**TRECHO FORNECIDO**
Nos anos finais da última década, as atuações antidemocráticas tornaram-se recorrentes e ainda mais explícitas. Conforme observa o relatório Variações da Democracia, de 2020, do instituto V-Dem, o Brasil foi o 4° país com a maior queda no índice democrático. O dado alerta para o retrocesso assistido no atual governo brasileiro. Ataques à imprensa, evocação a torturadores do Regime de 1964, bombardeamentos de fake news e cortes expressivos de recursos para áreas essenciais da sociedade, como a educação, são alguns dos comportamentos antidemocráticos difundidos no governo Bolsonaro - e a lista é crescente. “Como a experiência da liberdade democrática é tênue, facilmente é manipulável o discurso que, propositalmente a associa a desordem, balburdia, ‘anarquia’. O que é um perigo, na medida em que parte significativa da sociedade fica suscetível a embarcar no discurso de ordem estigmatizado pelas elites conservadoras”, Thiago Nunes reitera.

**TAREFAS PROPOSTAS**
a: Indique se cada afirmação abaixo está de acordo com o trecho sobre a democracia brasileira, respondendo sim ou não e citando literalmente as palavras do trecho que decidem a questão.
(i) De acordo com o relatório do instituto V-Dem de 2020, o Brasil foi o quarto país com a maior queda no índice democrático.
(ii) Os cortes de recursos para a educação figuram entre os comportamentos antidemocráticos mencionados.
(iii) O trecho afirma que a lista de comportamentos antidemocráticos está diminuindo.
b: Estenda o trecho sobre a democracia brasileira com um parágrafo que dê sequência à sua última frase.
As linhas não são necessárias para resolver as tarefas.

**LINHAS**
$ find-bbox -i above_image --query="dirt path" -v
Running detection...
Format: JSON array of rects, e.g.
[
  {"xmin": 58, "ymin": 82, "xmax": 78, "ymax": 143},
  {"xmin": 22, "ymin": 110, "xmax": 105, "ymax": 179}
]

**RESPOSTAS POR TAREFA**
a:
(i) Sim: "o Brasil foi o 4° país com a maior queda no índice democrático".
(ii) Sim: "cortes expressivos de recursos para áreas essenciais da sociedade, como a educação".
(iii) Não: "e a lista é crescente".

b:
Em sua obra, que mesmo após 24 anos continua atual, Saramago enfatiza a necessidade da defesa contínua para efetivação de uma sociedade democrática: “Democracia é luta. Luta por nenhum direito a menos. Por igualdades sociais”. Também acreditando nisso, os historiadores Marília Gama e Thiago Nunes vem a urgência de mover o sistema, promovendo a “união de todos os segmentos sociais em defesa da democracia, numa grande frente político-social e partidária, semelhante a campanha das “diretas já”, para blindar qualquer iniciativa golpista! Paralelo a isso e não menos importante, em diferentes canais de comunicação, criação e divulgação de campanhas de esclarecimento à população, nas escolas, nos cinemas, nas rádios, tvs, redes e mídias sociais, em defesa da democracia, esclarecendo a sua importância e convocando à população a defendê-la.”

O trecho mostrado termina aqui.